Reading passage:
────

Peter Abelard, a French theologian and philosopher, is best known for his solution of the problem of universals and for his original use of dialectics. He is also known for his poetry and for his celebrated love affair with Héloïse.

Abelard was born the son of a knight in Brittany south of the Loire River. He sacrificed his inheritance and the prospect of a military career in order to study philosophy, particularly logic, in France. He provoked bitter quarrels with two of his masters, Roscelin of Compiègne and Guillaume de Champeaux, who represented opposite poles of philosophy in regard to the question of the existence of universals. (A universal is a quality or property that each individual member of a class of things must possess if the same general word is to apply to all the things in that class. Redness, for example, is a universal possessed by all red objects.) Roscelin was a nominalist who asserted that universals are nothing more than mere words; Guillaume in Paris upheld a form of Platonic realism according to which universals exist. 

Abelard in his own logical writings brilliantly elaborated an independent philosophy of language. While showing how words could be used significantly, he stressed that language itself is not able to demonstrate the truth of things (res) that lie in the domain of physics.In 1113 or 1114, Abelard went north to Laon to study theology under Anselm of Laon, the leading biblical scholar of the day. He quickly developed a strong contempt for Anselm’s teaching, which he found vacuous, and returned to Paris. 

There he taught openly but was also given as a private pupil the young Héloïse, niece of one of the clergy of the cathedral of Paris, Canon Fulbert. Abelard and Héloïse fell in love and had a son whom they called Astrolabe. They then married secretly. To escape her uncle’s wrath Héloïse withdrew into the convent of Argenteuil outside Paris. Abelard suffered castration at Fulbert’s instigation. In shame he embraced the monastic life at the royal abbey of Saint-Denis near Paris and made the unwilling Héloïse become a nun at Argenteuil.

────

Record set:

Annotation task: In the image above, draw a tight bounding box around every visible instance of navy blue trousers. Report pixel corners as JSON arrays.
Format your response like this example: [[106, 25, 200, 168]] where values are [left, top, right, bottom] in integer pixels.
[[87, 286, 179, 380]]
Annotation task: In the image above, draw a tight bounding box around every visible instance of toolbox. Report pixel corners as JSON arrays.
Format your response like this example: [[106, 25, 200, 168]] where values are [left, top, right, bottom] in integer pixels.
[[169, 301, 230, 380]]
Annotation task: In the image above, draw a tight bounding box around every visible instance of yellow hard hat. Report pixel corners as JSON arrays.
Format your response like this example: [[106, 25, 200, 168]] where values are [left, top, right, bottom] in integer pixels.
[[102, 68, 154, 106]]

────

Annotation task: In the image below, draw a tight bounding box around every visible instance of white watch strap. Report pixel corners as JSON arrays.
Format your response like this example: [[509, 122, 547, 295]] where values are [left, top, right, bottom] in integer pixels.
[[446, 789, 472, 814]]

────

Actions to take:
1 > Translate into French this sentence from the passage on Peter Abelard: "Abelard and Héloïse fell in love and had a son whom they called Astrolabe."
2 > Reproduce verbatim the portion of the passage on Peter Abelard from "Abelard was born" to "which universals exist.".
The records come from a source separate from the passage on Peter Abelard.

Results:
1 > Abélard et Héloïse tombèrent amoureux et eurent un fils qu'ils appelèrent Astrolabe.

2 >
Abelard was born the son of a knight in Brittany south of the Loire River. He sacrificed his inheritance and the prospect of a military career in order to study philosophy, particularly logic, in France. He provoked bitter quarrels with two of his masters, Roscelin of Compiègne and Guillaume de Champeaux, who represented opposite poles of philosophy in regard to the question of the existence of universals. (A universal is a quality or property that each individual member of a class of things must possess if the same general word is to apply to all the things in that class. Redness, for example, is a universal possessed by all red objects.) Roscelin was a nominalist who asserted that universals are nothing more than mere words; Guillaume in Paris upheld a form of Platonic realism according to which universals exist.